_Source document_
::::
# Porterhouse steaks Price?



## Jim (Nov 12, 2010)

Around my way porterhouse steaks go for $9.99 per pound. This week they were on sale at one of the super markets for $4.99 per pound.

What is the "going" rate where you live?

Sirloin steak tips go for 3.99 per pound in a bulk pack.


----------



## fender66 (Nov 12, 2010)

I'd have to ask my wife  

Oh wait...she wouldn't know either, but I bet she can tell you how much hot dogs are #-o I'm coming to your house for dinner Jim! I'll even do the dishes.


----------



## poolie (Nov 13, 2010)

I can only tell you how much the cost at my favorite steak house. Otherwise I'm with Chis.


----------



## redbug (Nov 13, 2010)

I can get a good porterhouse for $9.99 a lb or a not so good (horse meat?) one for $4.99
Sams club has some nice steaks but if I want a good one I go the the butcher.


----------



## FishingCop (Nov 13, 2010)

Porterhouse is usually around $9.50 - $11.00 around here - but it is always on sale for $6.99 or better. The key to porterhouse is to make sure you get a *large* portion on the fillet side - many times there is very little or no fillet side - but I *never* buy it unless it has a good size fillet. So, with a good porterhouse, with a *large fillet side,* you get a good New York strip steak and and good fillet Mignon - at the sale price, with a good size fillet, you can't beat it    I get the strip, my wife gets the fillet Mignon


----------



## DaveInGA (Nov 13, 2010)

Your sale price is a good one and they run about the same price around here. In fact, I have two in the freezer. Well, I did. I just went and put them on the counter, going to have to have a couple tonight. :LOL2:


----------
::::
[Coordinate labeling data]
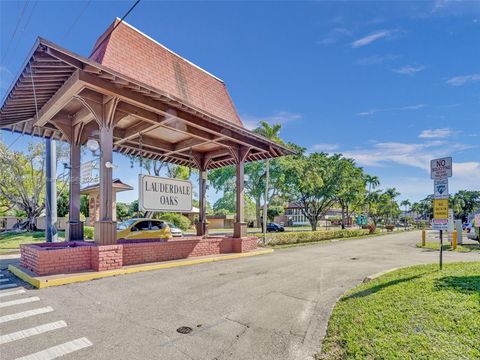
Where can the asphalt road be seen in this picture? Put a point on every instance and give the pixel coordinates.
(266, 307)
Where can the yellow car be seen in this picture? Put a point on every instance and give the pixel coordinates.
(143, 229)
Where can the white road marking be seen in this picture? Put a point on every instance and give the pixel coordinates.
(10, 293)
(19, 301)
(8, 286)
(59, 350)
(32, 331)
(24, 314)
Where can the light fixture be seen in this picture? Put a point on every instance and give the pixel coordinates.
(92, 144)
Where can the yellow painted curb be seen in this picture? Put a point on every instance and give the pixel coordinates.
(42, 282)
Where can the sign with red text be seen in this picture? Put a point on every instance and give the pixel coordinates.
(441, 168)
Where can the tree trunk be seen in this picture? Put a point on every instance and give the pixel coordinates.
(258, 208)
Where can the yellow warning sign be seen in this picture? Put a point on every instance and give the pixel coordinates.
(440, 208)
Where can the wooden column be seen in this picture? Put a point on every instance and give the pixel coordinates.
(105, 228)
(240, 226)
(202, 192)
(75, 226)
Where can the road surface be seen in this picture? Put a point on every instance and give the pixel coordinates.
(265, 307)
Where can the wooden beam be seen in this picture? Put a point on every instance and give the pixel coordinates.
(61, 98)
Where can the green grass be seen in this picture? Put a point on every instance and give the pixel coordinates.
(10, 241)
(418, 312)
(446, 247)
::::
Rewrite the part of the forum thread on porterhouse steak prices that opens with the words "Sirloin steak tips" and closes with "do the dishes.", putting "ground beef" in place of "hot dogs".

Sirloin steak tips go for 3.99 per pound in a bulk pack.


----------



## fender66 (Nov 12, 2010)

I'd have to ask my wife  

Oh wait...she wouldn't know either, but I bet she can tell you how much ground beef are #-o I'm coming to your house for dinner Jim! I'll even do the dishes.